§ Excerpt:

It is in that context that the Government wishes to amend the motion. The intention is not to stifle or inhibit this House and one of its committees in exercising its prerogatives under Article 15.10. Indeed, it is clear from the wording of our amendment that the Government supports the principles underpinning the proposed code. However, no code of conduct should be drafted without regard to the context in which it will operate and the Standards in Public Office Bill will form a more important part of that context than is perhaps reflected in the motion and draft code as it stands.

It may be worthwhile to consider what makes a good code of conduct. As I have already noted, the Standards in Public Office Bill provides that the proposed code will indicate standards of conduct and integrity appropriate to the person to whom it relates. A person covered by a code of conduct will be expected to have regard to the code in the course of the performance of his or her duties and to be guided by it in the performance of his or her functions. The code of conduct, therefore, should be drafted in such a way that it will form a reference point for Members, providing them with greater certainty at moments when they may have to grapple with difficult decisions.

In providing this basic reference point, a good code of conduct will foster trust in the institutions of Parliament and, taken together with all the other initiatives under way, reinforce public confidence that public representatives navigate through difficult passages guided by a reliable ethical compass. Members themselves will be reassured that there is a common set of standards provided by the code and that they can be entitled to expect their colleagues to respect those standards.

It is important, of course, that a code of conduct be clear and capable of being operated and that it should be operated in a transparent and impartial fashion. Tonight we are taking a small step towards the development of a sounder system of government in our country. In years to come, such small steps may be more telling than many grand gestures.

As regards the draft code itself, as put before us tonight, there is of course much to be applauded in it. I do not propose to go through the Labour Party draft code on a paragraph by paragraph basis; that is precisely the kind of work that a committee should do. However, I will say that Members on all sides are likely to have views on the content of a code of conduct, and there are examples of such codes in other jurisdictions which might also be worthy of consideration. The committee will be able to consider in detail the draft code appended to this motion and will also be able to take into account other suggestions and proposals from committee members.

I note from Deputy Quinn's published statement regarding this motion that he is not "claiming any monopoly of wisdom in regard to the provisions that should be included" in a code of conduct and that he is happy to have the issue of a code submitted to the Committee on Members' Interests for wider consideration. I am sure, therefore, that the Deputy will be pleased to find that the Government is happy to ask the committee to draft a code of conduct and that he and his colleagues will accept what I believe is a sensible Government amendment.

The Minister for Finance believes it would be good to appoint a former politician of good standing to the commission. That would bring to the commission a particular perspective and the experience of what it is like to operate in public life which would be of benefit to it. It is a provision all of us in the House would welcome.

That brings into perspective and context in great depth and detail all the Labour Party motion has set out to do but also recognises that there is a collective will in the House to move forward. No specific element of it stands on any specific moral ground. The Government is very committed to this and we have demonstrated that we have delivered. Much more remains to be done but we can move on collectively in this regard.

I propose to share my time with Deputies Browne (Carlow-Kilkenny) and McCormack.

Is that agreed? Agreed.

Fine Gael supports in principle the establishment of a code of conduct for persons in public life. Accordingly, we are glad to support the Labour Party motion and we are also glad that it has put the principle centre stage and has given us a draft which contains ideas as to what should be included in such a code of conduct.

§ Set problem: Copy the debate excerpt from "The Minister for" up to and including "in this regard.", changing every instance of "commission" to "tribunal".

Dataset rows
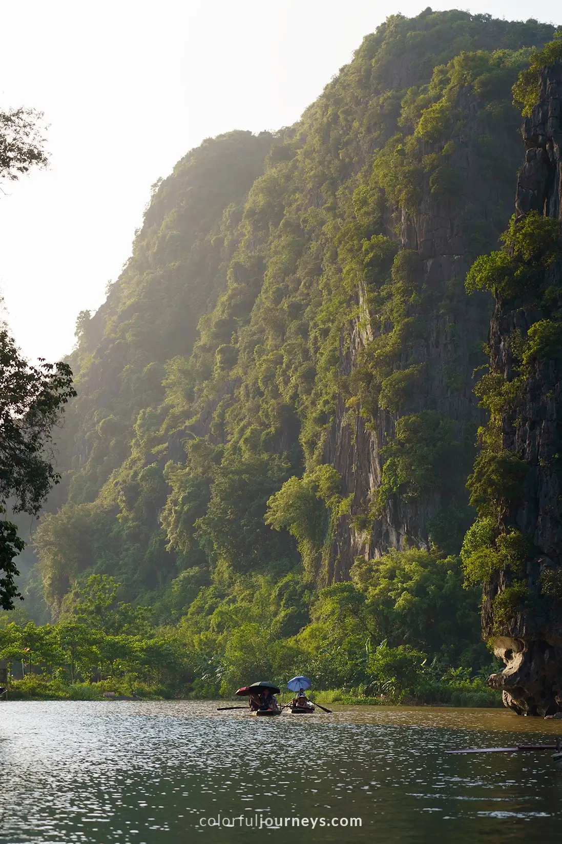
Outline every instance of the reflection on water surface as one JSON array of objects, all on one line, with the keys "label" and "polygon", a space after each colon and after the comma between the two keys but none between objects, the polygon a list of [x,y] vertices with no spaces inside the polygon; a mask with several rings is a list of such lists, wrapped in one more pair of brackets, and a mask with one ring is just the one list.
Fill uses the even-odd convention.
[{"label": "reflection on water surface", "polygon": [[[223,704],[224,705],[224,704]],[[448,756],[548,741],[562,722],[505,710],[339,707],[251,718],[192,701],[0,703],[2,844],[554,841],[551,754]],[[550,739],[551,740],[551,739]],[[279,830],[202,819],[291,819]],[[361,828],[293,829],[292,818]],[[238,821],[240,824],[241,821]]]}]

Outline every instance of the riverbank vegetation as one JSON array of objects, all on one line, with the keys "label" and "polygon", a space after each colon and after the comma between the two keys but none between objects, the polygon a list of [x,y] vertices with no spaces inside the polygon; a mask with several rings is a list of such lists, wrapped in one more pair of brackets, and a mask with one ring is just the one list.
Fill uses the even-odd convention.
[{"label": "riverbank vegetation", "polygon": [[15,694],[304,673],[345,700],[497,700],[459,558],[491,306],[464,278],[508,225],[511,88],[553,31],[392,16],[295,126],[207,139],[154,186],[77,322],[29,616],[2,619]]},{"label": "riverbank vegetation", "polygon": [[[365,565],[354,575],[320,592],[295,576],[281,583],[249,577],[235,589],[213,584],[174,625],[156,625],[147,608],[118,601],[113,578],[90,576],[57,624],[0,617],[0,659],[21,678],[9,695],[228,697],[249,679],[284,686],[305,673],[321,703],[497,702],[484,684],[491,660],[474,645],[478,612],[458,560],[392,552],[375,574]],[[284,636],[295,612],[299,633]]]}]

§ Exercise answer:
The Minister for Finance believes it would be good to appoint a former politician of good standing to the tribunal. That would bring to the tribunal a particular perspective and the experience of what it is like to operate in public life which would be of benefit to it. It is a provision all of us in the House would welcome.

That brings into perspective and context in great depth and detail all the Labour Party motion has set out to do but also recognises that there is a collective will in the House to move forward. No specific element of it stands on any specific moral ground. The Government is very committed to this and we have demonstrated that we have delivered. Much more remains to be done but we can move on collectively in this regard.